→ Required work
Copy out every line of the items below that contains the string "church".
▼▼▼
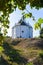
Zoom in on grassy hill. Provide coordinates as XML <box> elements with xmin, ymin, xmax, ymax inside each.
<box><xmin>0</xmin><ymin>38</ymin><xmax>43</xmax><ymax>65</ymax></box>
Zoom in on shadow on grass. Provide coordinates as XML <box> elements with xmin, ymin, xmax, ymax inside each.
<box><xmin>35</xmin><ymin>39</ymin><xmax>43</xmax><ymax>49</ymax></box>
<box><xmin>0</xmin><ymin>56</ymin><xmax>9</xmax><ymax>65</ymax></box>
<box><xmin>3</xmin><ymin>42</ymin><xmax>27</xmax><ymax>65</ymax></box>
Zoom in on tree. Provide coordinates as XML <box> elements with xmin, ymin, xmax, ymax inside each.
<box><xmin>0</xmin><ymin>0</ymin><xmax>43</xmax><ymax>34</ymax></box>
<box><xmin>40</xmin><ymin>28</ymin><xmax>43</xmax><ymax>38</ymax></box>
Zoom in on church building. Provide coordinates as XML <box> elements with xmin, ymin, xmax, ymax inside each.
<box><xmin>12</xmin><ymin>17</ymin><xmax>33</xmax><ymax>38</ymax></box>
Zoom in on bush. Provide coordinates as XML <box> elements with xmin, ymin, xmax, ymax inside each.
<box><xmin>26</xmin><ymin>62</ymin><xmax>33</xmax><ymax>65</ymax></box>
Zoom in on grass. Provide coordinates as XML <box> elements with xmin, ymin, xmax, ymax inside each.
<box><xmin>0</xmin><ymin>38</ymin><xmax>43</xmax><ymax>65</ymax></box>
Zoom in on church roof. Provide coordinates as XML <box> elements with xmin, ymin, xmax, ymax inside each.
<box><xmin>12</xmin><ymin>15</ymin><xmax>32</xmax><ymax>28</ymax></box>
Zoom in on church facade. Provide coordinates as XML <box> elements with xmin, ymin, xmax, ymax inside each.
<box><xmin>12</xmin><ymin>16</ymin><xmax>33</xmax><ymax>38</ymax></box>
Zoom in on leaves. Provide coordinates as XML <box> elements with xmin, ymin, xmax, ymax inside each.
<box><xmin>34</xmin><ymin>18</ymin><xmax>43</xmax><ymax>29</ymax></box>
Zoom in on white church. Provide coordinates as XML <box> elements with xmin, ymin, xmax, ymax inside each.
<box><xmin>12</xmin><ymin>17</ymin><xmax>33</xmax><ymax>38</ymax></box>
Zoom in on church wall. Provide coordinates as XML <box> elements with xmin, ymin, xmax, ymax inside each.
<box><xmin>13</xmin><ymin>25</ymin><xmax>33</xmax><ymax>38</ymax></box>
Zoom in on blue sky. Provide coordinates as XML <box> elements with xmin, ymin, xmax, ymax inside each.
<box><xmin>7</xmin><ymin>5</ymin><xmax>43</xmax><ymax>37</ymax></box>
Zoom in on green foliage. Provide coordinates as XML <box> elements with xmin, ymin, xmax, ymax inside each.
<box><xmin>40</xmin><ymin>28</ymin><xmax>43</xmax><ymax>38</ymax></box>
<box><xmin>39</xmin><ymin>52</ymin><xmax>43</xmax><ymax>59</ymax></box>
<box><xmin>0</xmin><ymin>0</ymin><xmax>43</xmax><ymax>40</ymax></box>
<box><xmin>34</xmin><ymin>18</ymin><xmax>43</xmax><ymax>29</ymax></box>
<box><xmin>26</xmin><ymin>62</ymin><xmax>33</xmax><ymax>65</ymax></box>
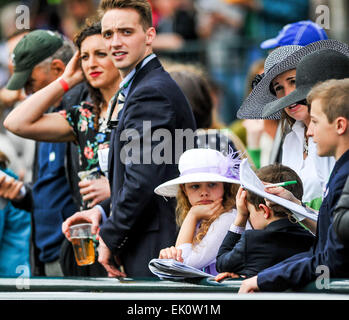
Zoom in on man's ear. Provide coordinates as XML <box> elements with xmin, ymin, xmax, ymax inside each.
▲▲▲
→ Problem solution
Zoom in on church building. Provide coordinates as XML <box> elements with xmin, ymin, xmax, ymax inside each.
Zoom in on church roof. Provide coordinates as XML <box> elements with xmin, ymin, xmax, ymax inside each.
Zoom in on church facade. Provide coordinates as XML <box> elements with xmin, ymin, xmax, ymax inside each.
Zoom in on white church. Provide coordinates as XML <box> elements with xmin, ymin, xmax, ymax inside each.
Zoom in on church wall. Provide coordinates as XML <box> elements with xmin, ymin, xmax, ymax inside each.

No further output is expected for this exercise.